# Records provided:
....

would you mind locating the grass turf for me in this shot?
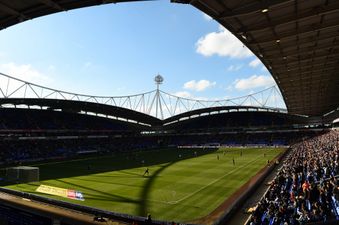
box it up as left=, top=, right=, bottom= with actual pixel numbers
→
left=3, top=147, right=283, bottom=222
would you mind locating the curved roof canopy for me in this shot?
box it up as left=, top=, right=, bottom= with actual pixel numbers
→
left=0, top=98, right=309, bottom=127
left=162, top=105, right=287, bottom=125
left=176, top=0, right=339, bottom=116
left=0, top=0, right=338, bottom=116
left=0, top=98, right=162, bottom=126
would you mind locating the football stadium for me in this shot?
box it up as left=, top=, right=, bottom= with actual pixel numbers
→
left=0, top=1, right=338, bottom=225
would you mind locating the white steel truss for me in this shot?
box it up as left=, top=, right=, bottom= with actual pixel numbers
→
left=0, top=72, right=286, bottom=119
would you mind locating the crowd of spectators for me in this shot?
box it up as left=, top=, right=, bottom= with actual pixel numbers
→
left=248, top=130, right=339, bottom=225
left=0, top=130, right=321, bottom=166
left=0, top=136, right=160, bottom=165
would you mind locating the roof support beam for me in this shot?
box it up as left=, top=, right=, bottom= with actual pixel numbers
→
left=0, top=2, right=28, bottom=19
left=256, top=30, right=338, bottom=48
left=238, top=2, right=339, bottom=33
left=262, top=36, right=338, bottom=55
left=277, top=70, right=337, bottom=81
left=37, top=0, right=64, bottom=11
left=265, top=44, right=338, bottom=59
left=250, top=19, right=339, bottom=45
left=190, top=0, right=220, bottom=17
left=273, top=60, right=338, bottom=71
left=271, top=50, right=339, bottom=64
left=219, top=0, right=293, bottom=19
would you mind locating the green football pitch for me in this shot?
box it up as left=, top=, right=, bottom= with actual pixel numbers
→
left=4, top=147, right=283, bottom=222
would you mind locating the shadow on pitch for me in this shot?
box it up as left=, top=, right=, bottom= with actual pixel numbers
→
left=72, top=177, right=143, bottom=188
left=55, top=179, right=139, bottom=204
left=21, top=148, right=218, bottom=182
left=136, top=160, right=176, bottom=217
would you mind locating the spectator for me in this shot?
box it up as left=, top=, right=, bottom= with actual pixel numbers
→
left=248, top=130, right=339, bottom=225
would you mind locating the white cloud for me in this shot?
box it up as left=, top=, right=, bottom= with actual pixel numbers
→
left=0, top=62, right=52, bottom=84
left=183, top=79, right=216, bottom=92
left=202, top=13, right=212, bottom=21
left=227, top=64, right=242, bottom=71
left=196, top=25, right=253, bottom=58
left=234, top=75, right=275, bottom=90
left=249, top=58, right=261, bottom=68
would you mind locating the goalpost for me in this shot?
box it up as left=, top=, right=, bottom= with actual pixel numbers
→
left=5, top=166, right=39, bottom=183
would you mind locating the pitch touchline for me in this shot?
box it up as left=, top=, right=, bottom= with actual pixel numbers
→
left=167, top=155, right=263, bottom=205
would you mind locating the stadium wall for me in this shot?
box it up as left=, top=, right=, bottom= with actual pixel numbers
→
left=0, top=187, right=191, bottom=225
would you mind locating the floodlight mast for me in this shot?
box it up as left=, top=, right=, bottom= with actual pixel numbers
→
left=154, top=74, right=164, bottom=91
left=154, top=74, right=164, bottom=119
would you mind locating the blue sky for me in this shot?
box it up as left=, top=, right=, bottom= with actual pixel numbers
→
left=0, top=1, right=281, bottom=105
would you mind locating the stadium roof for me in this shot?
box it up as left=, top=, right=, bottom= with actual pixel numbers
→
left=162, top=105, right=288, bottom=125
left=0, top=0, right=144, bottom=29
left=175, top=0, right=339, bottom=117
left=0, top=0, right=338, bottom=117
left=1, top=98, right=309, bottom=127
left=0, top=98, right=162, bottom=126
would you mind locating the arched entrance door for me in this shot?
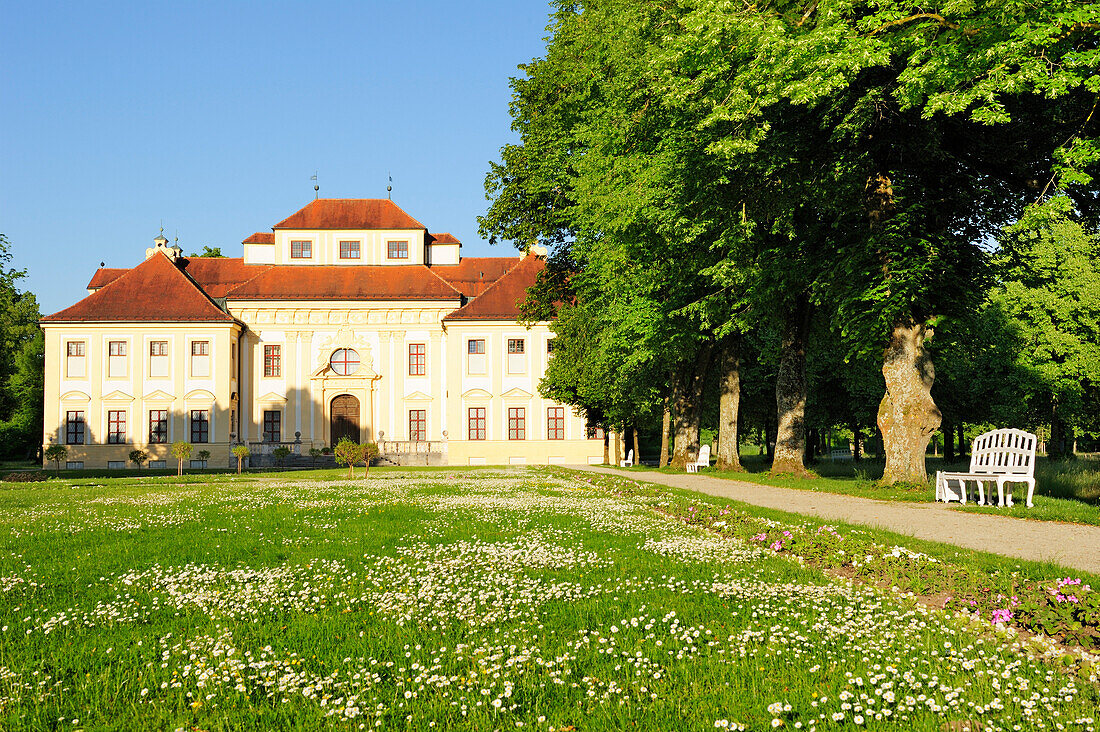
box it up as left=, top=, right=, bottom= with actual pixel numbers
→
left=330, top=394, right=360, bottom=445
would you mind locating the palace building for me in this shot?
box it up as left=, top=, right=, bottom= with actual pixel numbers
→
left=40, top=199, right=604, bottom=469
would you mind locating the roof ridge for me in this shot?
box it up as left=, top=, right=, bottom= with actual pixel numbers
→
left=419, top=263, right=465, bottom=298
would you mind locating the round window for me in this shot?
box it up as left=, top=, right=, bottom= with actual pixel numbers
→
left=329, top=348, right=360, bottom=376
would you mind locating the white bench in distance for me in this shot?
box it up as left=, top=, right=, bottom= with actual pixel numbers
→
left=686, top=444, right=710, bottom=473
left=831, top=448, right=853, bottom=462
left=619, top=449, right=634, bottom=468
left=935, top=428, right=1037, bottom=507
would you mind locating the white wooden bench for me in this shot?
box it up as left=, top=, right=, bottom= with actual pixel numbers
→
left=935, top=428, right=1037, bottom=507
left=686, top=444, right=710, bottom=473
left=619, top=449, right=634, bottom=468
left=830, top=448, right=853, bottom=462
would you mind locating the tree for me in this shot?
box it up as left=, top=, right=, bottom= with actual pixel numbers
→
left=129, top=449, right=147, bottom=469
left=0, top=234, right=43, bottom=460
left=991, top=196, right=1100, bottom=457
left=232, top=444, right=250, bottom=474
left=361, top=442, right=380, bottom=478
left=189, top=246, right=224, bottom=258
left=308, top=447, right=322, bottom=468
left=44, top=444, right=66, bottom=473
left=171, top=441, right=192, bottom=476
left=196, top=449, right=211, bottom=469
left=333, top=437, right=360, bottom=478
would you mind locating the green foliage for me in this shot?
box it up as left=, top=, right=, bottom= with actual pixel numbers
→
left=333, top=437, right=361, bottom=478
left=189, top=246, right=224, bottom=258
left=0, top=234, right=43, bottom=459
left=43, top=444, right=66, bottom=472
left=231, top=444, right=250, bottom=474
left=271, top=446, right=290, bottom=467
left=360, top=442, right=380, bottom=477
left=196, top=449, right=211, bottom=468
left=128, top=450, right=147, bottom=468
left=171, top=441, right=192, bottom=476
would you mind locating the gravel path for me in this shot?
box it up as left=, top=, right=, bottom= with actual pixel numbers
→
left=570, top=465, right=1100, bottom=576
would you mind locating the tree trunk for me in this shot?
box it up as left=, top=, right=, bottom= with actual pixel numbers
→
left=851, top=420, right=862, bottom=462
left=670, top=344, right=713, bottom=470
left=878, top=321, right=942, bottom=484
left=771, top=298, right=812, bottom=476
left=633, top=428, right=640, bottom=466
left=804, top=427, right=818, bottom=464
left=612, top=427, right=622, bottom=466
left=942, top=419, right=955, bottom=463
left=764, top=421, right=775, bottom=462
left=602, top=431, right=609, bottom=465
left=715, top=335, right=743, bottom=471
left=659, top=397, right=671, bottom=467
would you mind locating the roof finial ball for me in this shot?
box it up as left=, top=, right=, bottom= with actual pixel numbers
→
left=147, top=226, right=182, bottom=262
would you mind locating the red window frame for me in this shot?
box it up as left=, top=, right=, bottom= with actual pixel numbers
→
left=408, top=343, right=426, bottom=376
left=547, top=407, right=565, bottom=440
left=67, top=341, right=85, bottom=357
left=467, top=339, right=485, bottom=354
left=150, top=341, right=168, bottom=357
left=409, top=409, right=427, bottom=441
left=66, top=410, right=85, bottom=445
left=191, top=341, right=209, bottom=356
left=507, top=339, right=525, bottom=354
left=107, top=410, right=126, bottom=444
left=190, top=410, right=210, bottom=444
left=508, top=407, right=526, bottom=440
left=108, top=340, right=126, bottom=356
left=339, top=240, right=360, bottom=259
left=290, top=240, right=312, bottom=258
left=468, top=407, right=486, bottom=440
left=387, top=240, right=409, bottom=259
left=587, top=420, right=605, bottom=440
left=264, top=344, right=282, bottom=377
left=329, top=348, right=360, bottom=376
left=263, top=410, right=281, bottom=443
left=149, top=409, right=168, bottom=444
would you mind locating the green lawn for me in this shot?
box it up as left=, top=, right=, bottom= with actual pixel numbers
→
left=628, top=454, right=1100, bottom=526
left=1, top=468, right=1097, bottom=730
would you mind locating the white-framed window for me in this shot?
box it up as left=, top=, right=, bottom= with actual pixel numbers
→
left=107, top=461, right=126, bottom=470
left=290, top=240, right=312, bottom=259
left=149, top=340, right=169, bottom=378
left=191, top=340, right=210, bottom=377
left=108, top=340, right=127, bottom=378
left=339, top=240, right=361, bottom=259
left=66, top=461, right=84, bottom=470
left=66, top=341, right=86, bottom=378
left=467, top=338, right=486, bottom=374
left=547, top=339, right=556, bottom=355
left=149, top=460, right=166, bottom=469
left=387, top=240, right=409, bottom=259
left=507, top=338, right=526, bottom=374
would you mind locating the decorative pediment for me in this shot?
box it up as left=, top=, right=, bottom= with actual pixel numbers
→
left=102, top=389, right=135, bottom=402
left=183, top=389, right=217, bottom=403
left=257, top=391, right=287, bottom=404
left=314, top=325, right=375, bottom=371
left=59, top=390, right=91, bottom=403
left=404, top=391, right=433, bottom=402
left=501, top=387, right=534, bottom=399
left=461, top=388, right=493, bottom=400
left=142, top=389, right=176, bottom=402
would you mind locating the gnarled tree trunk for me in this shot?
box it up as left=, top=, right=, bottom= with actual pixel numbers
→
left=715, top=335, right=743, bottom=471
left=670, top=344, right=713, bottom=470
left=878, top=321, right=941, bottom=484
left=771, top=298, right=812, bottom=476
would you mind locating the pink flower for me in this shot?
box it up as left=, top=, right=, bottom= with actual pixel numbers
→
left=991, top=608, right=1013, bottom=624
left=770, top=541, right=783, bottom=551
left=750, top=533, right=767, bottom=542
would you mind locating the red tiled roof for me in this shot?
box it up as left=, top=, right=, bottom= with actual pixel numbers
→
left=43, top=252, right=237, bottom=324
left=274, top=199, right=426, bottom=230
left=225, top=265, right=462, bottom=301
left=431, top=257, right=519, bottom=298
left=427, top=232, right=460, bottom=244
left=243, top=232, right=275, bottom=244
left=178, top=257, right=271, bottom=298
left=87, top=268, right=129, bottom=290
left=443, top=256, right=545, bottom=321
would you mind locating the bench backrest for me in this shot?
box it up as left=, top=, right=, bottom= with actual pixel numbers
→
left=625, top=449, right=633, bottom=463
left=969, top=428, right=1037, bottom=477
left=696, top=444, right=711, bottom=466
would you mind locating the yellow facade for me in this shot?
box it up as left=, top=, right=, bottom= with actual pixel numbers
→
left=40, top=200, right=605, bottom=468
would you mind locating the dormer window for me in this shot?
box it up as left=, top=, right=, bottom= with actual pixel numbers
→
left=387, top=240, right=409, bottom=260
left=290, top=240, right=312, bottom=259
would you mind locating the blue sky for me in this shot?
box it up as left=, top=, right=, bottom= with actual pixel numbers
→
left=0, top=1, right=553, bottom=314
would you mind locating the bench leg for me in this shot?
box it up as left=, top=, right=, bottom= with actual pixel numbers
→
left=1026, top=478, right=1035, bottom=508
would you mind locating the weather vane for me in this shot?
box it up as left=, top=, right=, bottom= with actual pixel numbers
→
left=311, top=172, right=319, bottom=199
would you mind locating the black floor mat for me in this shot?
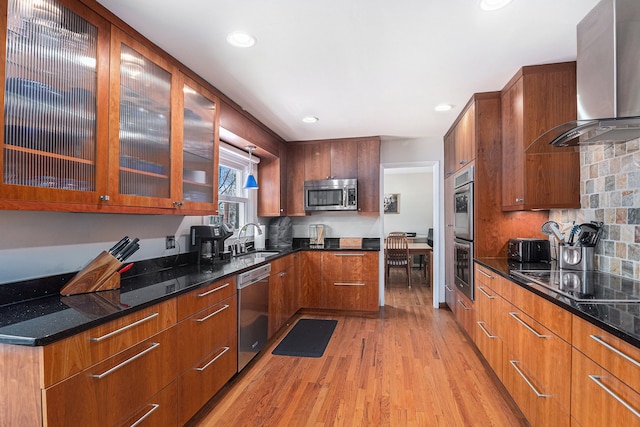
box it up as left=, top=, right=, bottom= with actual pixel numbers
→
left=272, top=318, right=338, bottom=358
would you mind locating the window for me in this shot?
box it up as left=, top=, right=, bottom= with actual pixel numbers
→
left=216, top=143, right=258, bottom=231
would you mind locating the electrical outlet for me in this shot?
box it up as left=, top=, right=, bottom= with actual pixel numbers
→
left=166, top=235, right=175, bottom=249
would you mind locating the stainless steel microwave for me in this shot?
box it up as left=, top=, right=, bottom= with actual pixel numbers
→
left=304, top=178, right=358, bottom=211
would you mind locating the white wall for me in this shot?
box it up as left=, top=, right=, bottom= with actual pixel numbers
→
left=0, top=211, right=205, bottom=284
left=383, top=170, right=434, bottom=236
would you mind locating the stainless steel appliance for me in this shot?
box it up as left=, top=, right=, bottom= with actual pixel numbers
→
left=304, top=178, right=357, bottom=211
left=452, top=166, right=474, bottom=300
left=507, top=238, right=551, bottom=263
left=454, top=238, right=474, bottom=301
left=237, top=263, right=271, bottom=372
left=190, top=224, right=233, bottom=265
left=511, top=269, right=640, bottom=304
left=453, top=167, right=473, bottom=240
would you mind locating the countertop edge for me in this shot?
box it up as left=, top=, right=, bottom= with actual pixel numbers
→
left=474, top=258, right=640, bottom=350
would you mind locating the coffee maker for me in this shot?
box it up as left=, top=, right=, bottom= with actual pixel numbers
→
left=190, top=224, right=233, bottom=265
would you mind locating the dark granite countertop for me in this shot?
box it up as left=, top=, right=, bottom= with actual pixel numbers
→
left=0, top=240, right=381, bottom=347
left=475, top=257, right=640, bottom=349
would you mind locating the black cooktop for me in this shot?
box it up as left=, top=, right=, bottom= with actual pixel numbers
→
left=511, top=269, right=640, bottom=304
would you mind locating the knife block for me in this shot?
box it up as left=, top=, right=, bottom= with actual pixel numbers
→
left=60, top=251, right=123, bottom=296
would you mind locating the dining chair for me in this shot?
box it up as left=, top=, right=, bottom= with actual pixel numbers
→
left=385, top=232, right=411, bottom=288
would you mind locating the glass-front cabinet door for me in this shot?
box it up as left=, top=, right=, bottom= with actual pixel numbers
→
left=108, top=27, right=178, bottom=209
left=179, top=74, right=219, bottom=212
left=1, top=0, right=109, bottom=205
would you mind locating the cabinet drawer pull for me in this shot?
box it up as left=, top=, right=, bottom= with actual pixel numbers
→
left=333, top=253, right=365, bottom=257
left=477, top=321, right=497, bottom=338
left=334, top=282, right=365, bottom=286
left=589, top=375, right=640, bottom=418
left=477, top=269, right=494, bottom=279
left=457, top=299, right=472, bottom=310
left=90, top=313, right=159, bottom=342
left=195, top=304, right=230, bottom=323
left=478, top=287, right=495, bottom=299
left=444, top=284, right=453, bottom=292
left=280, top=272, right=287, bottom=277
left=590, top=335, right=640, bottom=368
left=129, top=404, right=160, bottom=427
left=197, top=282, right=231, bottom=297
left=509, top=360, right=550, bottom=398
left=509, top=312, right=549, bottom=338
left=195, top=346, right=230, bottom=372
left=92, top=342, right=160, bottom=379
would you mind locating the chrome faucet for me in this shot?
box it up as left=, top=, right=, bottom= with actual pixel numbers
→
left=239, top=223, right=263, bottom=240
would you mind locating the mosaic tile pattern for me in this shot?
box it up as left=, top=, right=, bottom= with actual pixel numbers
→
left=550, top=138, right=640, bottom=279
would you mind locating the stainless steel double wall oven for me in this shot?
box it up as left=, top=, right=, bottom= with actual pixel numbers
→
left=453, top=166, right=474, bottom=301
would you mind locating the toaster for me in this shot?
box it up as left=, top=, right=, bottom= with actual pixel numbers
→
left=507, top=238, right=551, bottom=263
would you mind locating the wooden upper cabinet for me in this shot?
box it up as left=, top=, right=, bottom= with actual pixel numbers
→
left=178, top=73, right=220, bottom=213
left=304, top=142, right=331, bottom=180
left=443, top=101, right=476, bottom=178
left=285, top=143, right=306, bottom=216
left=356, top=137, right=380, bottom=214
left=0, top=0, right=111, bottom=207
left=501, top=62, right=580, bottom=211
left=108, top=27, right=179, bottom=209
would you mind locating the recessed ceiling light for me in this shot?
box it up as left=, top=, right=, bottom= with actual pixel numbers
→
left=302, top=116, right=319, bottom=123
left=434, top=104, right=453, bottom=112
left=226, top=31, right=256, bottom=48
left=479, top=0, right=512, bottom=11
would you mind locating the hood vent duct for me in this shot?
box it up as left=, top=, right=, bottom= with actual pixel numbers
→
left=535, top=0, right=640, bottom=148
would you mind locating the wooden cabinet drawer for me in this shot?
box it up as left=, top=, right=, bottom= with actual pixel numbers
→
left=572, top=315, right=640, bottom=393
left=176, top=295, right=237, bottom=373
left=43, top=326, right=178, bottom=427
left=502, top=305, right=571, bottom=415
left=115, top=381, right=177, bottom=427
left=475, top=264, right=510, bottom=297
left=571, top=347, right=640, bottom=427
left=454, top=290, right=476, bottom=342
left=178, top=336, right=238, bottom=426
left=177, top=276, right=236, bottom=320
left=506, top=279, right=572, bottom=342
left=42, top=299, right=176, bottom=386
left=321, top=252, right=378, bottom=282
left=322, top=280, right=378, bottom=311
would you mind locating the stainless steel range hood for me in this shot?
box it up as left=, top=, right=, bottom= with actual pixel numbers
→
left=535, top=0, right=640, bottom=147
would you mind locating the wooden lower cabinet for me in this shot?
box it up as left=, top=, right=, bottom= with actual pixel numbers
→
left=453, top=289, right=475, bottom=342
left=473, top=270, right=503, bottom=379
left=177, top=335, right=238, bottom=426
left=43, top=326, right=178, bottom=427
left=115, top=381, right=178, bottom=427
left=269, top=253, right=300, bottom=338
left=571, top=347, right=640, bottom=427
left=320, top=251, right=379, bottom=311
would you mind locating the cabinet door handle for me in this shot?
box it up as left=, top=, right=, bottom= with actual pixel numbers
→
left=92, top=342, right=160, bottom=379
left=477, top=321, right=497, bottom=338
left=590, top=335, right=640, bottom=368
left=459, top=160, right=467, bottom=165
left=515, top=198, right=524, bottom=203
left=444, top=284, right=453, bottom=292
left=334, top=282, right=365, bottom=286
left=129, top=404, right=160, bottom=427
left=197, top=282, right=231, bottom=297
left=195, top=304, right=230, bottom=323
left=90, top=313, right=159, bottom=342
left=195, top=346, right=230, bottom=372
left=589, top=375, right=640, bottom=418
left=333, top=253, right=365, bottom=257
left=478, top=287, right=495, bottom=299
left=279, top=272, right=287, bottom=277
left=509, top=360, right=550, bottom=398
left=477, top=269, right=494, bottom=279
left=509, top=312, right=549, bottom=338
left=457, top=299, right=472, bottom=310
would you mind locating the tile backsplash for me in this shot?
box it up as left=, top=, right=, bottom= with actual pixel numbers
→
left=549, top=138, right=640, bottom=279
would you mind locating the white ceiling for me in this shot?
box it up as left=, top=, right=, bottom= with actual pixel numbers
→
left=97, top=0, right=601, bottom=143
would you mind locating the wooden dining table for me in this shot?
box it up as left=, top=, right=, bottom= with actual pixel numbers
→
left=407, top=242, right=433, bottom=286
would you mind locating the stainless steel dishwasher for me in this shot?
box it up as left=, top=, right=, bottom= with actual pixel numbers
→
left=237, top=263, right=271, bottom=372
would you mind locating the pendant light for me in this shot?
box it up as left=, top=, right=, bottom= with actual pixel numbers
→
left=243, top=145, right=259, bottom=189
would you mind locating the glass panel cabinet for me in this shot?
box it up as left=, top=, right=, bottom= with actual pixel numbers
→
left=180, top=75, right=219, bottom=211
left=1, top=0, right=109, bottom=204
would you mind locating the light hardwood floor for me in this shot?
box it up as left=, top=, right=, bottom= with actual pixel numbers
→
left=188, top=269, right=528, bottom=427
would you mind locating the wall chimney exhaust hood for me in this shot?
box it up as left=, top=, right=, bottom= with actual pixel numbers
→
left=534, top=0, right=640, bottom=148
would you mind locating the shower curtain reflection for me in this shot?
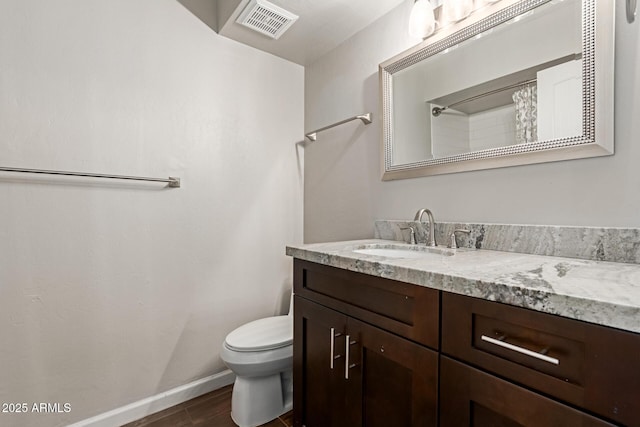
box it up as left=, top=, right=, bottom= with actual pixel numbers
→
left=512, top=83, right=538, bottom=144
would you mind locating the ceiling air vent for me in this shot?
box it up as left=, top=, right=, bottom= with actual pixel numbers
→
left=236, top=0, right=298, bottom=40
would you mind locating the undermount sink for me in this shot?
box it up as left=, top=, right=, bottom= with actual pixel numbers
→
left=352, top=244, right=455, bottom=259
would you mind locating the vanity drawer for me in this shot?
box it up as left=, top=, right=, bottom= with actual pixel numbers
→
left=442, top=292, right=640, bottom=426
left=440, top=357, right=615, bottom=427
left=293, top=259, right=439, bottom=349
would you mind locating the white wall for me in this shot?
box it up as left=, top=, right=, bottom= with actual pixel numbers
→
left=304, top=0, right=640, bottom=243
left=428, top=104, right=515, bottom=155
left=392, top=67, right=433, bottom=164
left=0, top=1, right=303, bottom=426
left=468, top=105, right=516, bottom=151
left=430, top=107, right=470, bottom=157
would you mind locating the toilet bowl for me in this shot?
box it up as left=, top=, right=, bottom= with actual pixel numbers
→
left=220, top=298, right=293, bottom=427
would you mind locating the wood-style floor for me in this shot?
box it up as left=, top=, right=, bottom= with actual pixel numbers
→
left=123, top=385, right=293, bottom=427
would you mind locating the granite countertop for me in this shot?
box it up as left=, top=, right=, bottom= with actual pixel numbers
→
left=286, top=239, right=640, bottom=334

....

# Brief:
Show every line above where "black" is found.

# Result of the exercise:
would you mind locating the black floor mat for me in this shot?
would you mind locating the black cooktop for me in this shot?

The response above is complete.